- **Compito assegnato A**: Estrai dall'elenco riportato più avanti ogni riga che contiene la stringa "rear".

- **Estratto selezionato**:
Le amministrazioni comunali quasi mai arrivavano a fine mandato. L’ultimo fu sciolto per infiltrazione mafiosa, come la volta precedente. Ben presto, chi aveva qualche alternativa, se ne andò. La casa, ovviamente, sarebbe dovuta ritornare al legittimo proprietario, il Comune. Non avvenne. Le case libere venivano cedute a un parente, un amico, o “vendute” per piccole somme di denaro. Tutto in nero. Erano delle vere catapecchie. Chi subentrava, con sacrifici, le rimetteva a nuovo. Il Comune non avrebbe dovuto concedere la residenza ai nuovi arrivati, ma, al contrario, avrebbe dovuto denunciarli. Erano palesemente abusivi. Se lo avesse fatto, una prima e una seconda volta, lo scempio attuale sarebbe stato evitato. Non accadde. Il quartiere, intanto, lasciato a sé stesso, andava organizzandosi a modo proprio, diventando una grande piazza di spaccio a cielo aperto. Nell’assenza dello Stato, nasceva il ghetto, con le sue regole, la sua economia, i suoi “comandanti”. Era evidente che il bubbone prima o poi sarebbe esploso.
La presenza della chiesa non bastava. I volontari segnavano il passo. Occorreva lo Stato in tutta la sua fermezza, con tutta la sua autorità. Chi scrive, parroco di questa povera gente, da sempre, ha alzato la voce, anche con l’aiuto di “Avvenire”. Sempre ha denunciato, senza peli sulla lingua, mettendo in guardia le legittime autorità. Fino al punto che la notte del suo compleanno di due anni fa, una piccola bomba carta fu fatta esplodere all’esterno della parrocchia. Da allora ha dovuto rinunciare anche alla propria libertà e vive sotto scorta. Intanto “qualcuno” fiutò l’affare delle case e la cosa si complicò. Il 31 agosto scorso, rispondendo a un mio invito, la presidente del Consiglio, Giorgia Meloni, è venuta a Caivano prendendo impegni che sta mantenendo. Da allora quasi tutti i ministri dell’attuale governo ci hanno fatto visita. Occorreva riportare la legalità nel nostro paese. Fummo felici. Ben 52 milioni di euro furono stanziati per risollevarci dal degrado. La gente era contenta. Meno contento, ovviamente, chi delinque e vuole continuare a farlo.

- **Compito assegnato B**: Secondo l'estratto su Caivano, quanti euro furono stanziati per risollevare il paese dal degrado?

- **Elenco fornito**:
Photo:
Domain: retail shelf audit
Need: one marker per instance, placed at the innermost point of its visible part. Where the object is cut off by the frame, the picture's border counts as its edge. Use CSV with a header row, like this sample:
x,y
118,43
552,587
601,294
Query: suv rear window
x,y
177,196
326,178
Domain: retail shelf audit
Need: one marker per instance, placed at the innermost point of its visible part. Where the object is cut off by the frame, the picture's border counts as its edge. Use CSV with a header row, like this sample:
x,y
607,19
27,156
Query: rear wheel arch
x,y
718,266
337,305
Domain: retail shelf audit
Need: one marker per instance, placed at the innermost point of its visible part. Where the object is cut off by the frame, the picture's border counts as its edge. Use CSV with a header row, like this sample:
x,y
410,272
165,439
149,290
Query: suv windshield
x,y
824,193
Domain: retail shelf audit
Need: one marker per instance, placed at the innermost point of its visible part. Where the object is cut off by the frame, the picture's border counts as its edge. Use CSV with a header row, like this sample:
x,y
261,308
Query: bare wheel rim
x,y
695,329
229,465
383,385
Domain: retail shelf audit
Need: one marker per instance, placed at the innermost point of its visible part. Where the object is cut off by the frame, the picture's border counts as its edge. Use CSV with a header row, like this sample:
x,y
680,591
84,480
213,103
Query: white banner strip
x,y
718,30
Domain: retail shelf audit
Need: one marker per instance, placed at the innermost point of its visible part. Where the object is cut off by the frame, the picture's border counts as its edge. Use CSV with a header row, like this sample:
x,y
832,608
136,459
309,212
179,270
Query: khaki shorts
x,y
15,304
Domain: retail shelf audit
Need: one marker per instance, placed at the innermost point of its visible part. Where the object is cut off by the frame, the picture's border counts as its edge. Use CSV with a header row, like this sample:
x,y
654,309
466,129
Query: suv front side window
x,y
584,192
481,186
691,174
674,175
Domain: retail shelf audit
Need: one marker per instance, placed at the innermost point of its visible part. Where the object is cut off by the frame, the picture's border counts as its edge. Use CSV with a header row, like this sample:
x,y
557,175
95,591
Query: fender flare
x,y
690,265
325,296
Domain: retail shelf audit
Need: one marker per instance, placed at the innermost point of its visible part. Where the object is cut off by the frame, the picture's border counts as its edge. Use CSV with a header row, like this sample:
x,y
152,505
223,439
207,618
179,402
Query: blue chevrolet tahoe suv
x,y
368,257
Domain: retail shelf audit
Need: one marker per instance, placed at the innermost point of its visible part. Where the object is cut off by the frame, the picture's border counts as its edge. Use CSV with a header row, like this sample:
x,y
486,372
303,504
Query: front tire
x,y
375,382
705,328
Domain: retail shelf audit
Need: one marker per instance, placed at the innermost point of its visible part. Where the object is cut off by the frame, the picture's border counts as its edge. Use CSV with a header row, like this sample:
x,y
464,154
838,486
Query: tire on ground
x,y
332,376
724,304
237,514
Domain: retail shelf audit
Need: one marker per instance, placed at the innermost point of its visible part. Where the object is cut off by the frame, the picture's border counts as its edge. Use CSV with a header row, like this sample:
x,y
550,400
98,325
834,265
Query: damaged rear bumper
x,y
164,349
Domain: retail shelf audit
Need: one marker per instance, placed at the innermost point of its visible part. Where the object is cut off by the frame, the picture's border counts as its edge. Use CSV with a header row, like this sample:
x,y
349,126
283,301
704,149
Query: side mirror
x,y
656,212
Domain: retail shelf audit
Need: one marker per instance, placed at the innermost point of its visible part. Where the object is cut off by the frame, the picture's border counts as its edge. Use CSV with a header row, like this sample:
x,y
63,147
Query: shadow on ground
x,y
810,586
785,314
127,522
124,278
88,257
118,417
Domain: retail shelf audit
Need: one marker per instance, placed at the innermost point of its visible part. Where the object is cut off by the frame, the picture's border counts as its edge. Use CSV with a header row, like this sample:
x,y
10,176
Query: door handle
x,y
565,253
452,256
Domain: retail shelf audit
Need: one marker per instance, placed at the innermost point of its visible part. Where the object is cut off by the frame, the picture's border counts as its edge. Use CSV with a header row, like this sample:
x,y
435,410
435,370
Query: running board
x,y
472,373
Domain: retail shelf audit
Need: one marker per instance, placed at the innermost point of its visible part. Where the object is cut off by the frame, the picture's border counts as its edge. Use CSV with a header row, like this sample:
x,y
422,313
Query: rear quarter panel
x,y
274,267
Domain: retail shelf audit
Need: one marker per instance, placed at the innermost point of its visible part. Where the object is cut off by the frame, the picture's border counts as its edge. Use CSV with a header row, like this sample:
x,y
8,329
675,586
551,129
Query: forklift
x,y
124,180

- **Soluzione compito A**:
Query: suv rear window
Query: rear wheel arch
Query: damaged rear bumper
Query: rear quarter panel

- **Soluzione compito B**: Furono stanziati 52 milioni di euro.